Extract =
** Start **
He was Keeper of the Great Seal of Scotland from 1794 to 1806 and from 1807 to 1827. Between 1793 and 1827, he was Chancellor of King's College, Aberdeen. In addition, he was Lord Lieutenant of Aberdeenshire until 1808. He received the Order of the Thistle from King George III on 11 January 1775. The Duke was a truly enlightened grandee. He planned villages, improved his estates and was well-regarded by his tenants. The Dictionary of National Biography described him thus: "At the time of his marriage the Duke was reputed one of the handsomest men of his day"

He raised regiments (the 92nd Highlanders) in 1794 for the American Rebellion and French Revolutionary Wars. He was responsible for establishing the village of the new village of Fochabers as well as forTomintoul and Port Gordon in Banffshire. He is also credited as the founder of the Gordon Setter breed of dog, having popularised a 200 year old breed during the 18th century and then formalised its breed standard in 1820.

He was an enthusiastic supporter and patron of the music of William Marshall (1748-1833), a Scottish fiddler and composer, and famous for his many strathspeys, who acted as steward of the Gordon household. [ [http://www.ibiblio.org/fiddlers/LORC_LORP.htm The Fiddler's Companion] ]

His Grace married firstly on October 23rd 1767, at Ayton, Berwickshire, and again Mr Fordyce's house in Argyll Street, Edinburgh, Jane, the daughter of Sir William Maxwell, 3rd Baronet of Monreith, by his wife, Magdalen, daughter of William Blair, of Blair, Ayrshire. Duchess Jane was born at Hyndford's Close, Edinburgh in 1748, she was described by the diarist Sir Nathaniel Wraxall, as a celebrated beauty. From 1787 she was the social centre of the Tory party and was described in the Female Jockey Club of 1794, as possessing "an open ruddy countenance, quick in repartée, and no one excelling her in performing the honours of the table, her society is generally courted". It went on to say that "The Duchess triumphs in a manly mien; Loud is her accent, and her phrase obscene."She resided for some years in Edinburgh, but eventually refused to renew her residence at George Square, Edinburgh, because it was "a vile dull place".The poet Erskine wrote the following lines to her;- "That is, quoth he, as if the Sun should say, A vile dark morning this - I will not rise to-day." [The Complete Peerage Volume VI, p.6, footnote a.]

The Duke and Duchess's marriage was tempestuous from the start and neither made any particular effort to be faithful to the other. For some years before her death she was bitterly estranged from the Duke. While the Duchess resided in the centres of society, the Duke lived in retirement at Gordon Castle. Elizabeth Grant mentions "The great width of the Spey, the bridge at Fochabers, and the peep of the towers of Gordon Castle from amongst the cluster of trees that concealed the rest of the building....the Duke lived very disreputably in this solitude, for he was very little noticed, and, I believe, preferred seclusion." [Grant, Elizabeth. "Memoirs of a Highland Lady." Edinburgh: Canongate, 1992. Volume I, p 125.]

The Duchess is best remembered for placing the King's shilling between her teeth to help recruitment to the Gordon Highlanders which were founded by her son. However, she also possessed a capacity for match-making which was unrivalled. Of her five daughters, three were married to Dukes, (Richmond, Manchester and Bedford) and one to a Marquess (Cornwallis).
** End **
(Point-based annotation data)
** Start **
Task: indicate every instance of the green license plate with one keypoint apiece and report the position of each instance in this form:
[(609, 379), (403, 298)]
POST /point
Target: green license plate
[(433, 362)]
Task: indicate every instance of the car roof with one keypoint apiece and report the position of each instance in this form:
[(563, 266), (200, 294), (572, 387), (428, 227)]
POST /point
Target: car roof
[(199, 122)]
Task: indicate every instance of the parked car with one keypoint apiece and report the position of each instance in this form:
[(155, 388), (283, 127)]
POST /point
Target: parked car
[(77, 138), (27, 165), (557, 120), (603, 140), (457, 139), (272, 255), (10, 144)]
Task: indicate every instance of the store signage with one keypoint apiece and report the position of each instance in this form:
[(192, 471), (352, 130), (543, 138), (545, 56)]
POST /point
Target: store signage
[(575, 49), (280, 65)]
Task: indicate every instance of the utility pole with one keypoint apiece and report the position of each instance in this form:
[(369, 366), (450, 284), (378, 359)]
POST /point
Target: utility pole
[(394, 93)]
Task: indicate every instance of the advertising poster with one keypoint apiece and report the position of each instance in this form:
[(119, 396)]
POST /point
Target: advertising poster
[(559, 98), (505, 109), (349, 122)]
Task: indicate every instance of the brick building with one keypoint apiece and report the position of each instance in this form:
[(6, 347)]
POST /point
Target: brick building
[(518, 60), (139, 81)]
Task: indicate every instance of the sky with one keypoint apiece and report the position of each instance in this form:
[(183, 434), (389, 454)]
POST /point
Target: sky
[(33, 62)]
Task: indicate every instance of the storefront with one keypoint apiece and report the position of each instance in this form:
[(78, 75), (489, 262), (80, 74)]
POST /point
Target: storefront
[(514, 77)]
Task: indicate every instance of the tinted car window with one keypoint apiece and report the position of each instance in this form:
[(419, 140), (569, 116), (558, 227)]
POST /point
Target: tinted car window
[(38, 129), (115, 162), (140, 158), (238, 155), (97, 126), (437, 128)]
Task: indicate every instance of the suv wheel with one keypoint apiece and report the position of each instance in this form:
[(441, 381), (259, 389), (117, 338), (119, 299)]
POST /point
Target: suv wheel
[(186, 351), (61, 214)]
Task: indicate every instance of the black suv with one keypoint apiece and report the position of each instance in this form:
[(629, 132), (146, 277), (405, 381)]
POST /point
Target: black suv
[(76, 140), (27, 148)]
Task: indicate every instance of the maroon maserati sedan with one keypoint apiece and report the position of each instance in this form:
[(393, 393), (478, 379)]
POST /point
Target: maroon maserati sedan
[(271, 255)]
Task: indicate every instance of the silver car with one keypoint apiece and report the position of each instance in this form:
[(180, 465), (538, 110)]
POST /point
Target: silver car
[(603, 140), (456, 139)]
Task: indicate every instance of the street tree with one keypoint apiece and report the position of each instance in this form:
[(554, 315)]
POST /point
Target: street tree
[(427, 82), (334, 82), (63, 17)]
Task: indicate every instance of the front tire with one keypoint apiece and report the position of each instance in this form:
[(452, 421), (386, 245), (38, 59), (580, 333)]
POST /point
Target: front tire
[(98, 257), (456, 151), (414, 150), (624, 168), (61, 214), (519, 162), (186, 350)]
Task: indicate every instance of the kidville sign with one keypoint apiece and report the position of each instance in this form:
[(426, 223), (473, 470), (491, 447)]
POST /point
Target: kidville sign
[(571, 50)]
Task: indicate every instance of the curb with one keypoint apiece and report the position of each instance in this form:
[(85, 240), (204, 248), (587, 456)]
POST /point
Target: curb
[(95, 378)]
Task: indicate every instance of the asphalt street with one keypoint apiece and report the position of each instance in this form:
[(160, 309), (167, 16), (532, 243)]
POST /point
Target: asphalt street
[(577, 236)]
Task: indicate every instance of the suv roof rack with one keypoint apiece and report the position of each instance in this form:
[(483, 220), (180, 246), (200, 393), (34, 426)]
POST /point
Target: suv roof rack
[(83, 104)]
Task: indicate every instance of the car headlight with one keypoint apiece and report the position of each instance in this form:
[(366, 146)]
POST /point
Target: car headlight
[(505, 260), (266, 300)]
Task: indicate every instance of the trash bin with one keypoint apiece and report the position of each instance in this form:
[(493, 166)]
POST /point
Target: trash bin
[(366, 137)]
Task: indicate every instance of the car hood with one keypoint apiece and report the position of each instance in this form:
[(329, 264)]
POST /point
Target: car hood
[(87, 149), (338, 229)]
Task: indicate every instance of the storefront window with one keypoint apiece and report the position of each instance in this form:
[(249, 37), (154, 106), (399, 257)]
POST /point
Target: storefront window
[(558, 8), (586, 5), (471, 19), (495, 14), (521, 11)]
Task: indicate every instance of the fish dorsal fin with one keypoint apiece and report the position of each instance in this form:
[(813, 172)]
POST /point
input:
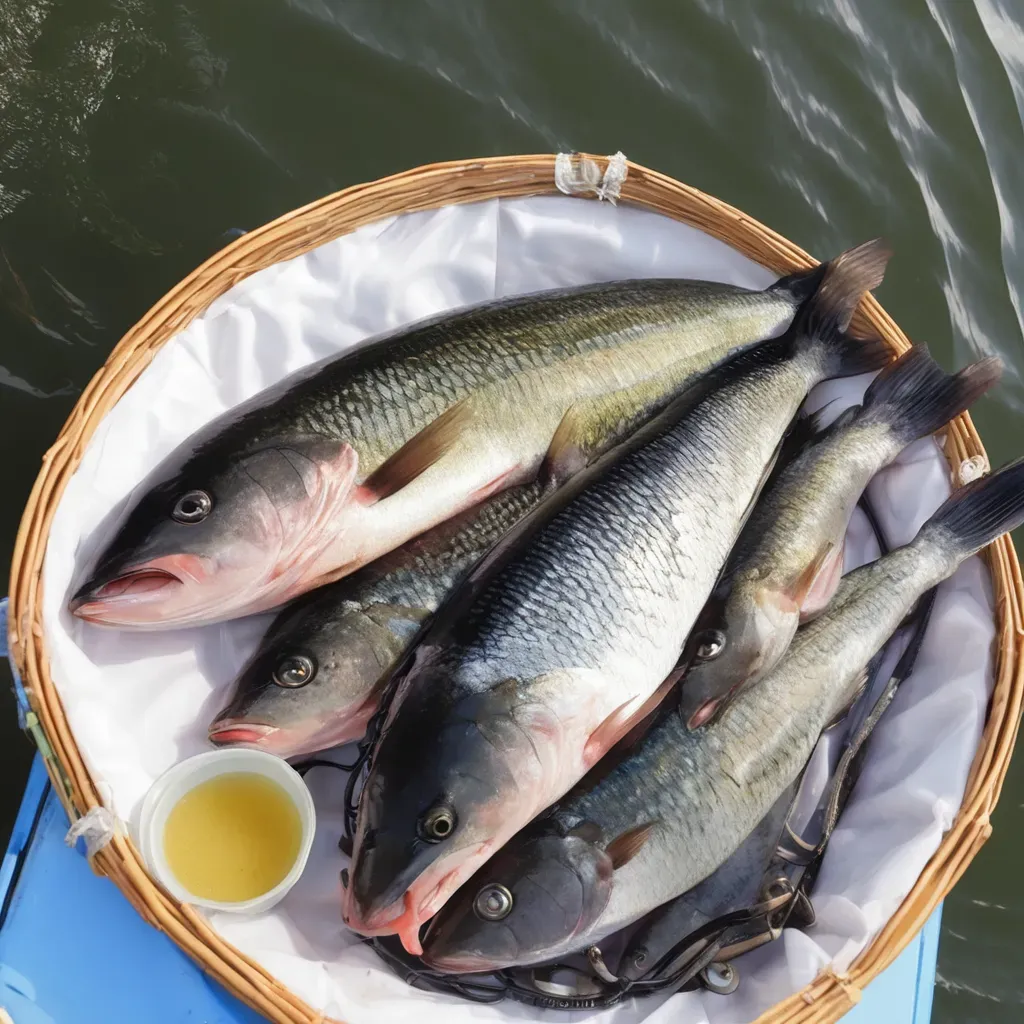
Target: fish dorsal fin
[(419, 453), (588, 830), (625, 847)]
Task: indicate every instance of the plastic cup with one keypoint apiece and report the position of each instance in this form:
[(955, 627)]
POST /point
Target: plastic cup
[(176, 781)]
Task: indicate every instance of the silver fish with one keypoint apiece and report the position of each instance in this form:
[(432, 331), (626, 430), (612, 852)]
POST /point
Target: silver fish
[(350, 458), (315, 679), (734, 885), (564, 637), (667, 816), (788, 559)]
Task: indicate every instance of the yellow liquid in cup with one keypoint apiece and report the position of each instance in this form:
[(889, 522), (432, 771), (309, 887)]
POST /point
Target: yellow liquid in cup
[(232, 838)]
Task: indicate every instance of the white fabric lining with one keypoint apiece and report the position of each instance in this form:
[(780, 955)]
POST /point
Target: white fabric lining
[(139, 702)]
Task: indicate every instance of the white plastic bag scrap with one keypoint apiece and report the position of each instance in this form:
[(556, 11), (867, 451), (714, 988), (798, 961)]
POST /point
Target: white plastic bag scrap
[(579, 175), (138, 704)]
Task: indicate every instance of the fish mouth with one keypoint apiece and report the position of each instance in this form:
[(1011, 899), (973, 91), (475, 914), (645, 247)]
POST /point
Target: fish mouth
[(462, 963), (124, 589), (406, 915), (233, 732), (137, 596)]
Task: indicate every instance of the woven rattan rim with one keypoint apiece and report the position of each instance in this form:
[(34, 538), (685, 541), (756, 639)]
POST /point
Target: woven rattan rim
[(428, 187)]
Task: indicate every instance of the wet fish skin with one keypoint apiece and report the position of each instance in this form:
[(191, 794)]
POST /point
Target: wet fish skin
[(353, 632), (788, 559), (561, 639), (350, 458), (702, 792)]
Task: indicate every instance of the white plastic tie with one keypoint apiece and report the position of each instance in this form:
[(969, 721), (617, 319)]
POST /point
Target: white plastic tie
[(579, 175), (97, 828), (614, 175), (973, 469)]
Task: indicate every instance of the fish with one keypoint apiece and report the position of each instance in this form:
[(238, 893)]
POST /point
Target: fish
[(665, 817), (568, 631), (316, 676), (346, 460), (733, 886), (788, 559)]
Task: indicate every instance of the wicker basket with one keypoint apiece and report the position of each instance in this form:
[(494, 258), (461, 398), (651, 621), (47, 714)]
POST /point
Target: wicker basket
[(428, 187)]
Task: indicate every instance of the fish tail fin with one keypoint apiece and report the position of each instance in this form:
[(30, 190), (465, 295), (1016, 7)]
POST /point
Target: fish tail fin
[(820, 326), (915, 396), (979, 513), (800, 285)]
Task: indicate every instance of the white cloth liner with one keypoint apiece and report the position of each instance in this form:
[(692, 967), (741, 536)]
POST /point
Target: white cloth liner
[(139, 702)]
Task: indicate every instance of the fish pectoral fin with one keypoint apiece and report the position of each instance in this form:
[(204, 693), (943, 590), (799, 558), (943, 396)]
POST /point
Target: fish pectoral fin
[(814, 588), (594, 425), (626, 846), (419, 453), (569, 451), (623, 721)]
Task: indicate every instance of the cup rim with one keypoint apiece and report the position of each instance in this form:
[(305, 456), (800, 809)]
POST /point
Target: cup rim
[(238, 760)]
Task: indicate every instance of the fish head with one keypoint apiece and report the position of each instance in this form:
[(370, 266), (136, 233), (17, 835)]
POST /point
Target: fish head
[(216, 537), (450, 782), (734, 650), (315, 679), (532, 901)]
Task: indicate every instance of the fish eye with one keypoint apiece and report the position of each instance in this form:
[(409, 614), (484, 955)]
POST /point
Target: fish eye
[(193, 506), (493, 902), (711, 643), (437, 824), (294, 671)]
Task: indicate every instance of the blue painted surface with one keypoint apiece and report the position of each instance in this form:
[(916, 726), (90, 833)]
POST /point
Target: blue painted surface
[(74, 951)]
** End **
List of tasks =
1. Can you reproduce the stretch of the passage about the Duke and Duchess from "He raised regiments" through "standard in 1820." word for word?
2. According to the passage about the Duke and Duchess, in what year did the Duke formalize the breed standard of the Gordon Setter?

Solution list =
1.
He raised regiments (the 92nd Highlanders) in 1794 for the American Rebellion and French Revolutionary Wars. He was responsible for establishing the village of the new village of Fochabers as well as forTomintoul and Port Gordon in Banffshire. He is also credited as the founder of the Gordon Setter breed of dog, having popularised a 200 year old breed during the 18th century and then formalised its breed standard in 1820.

2. 1820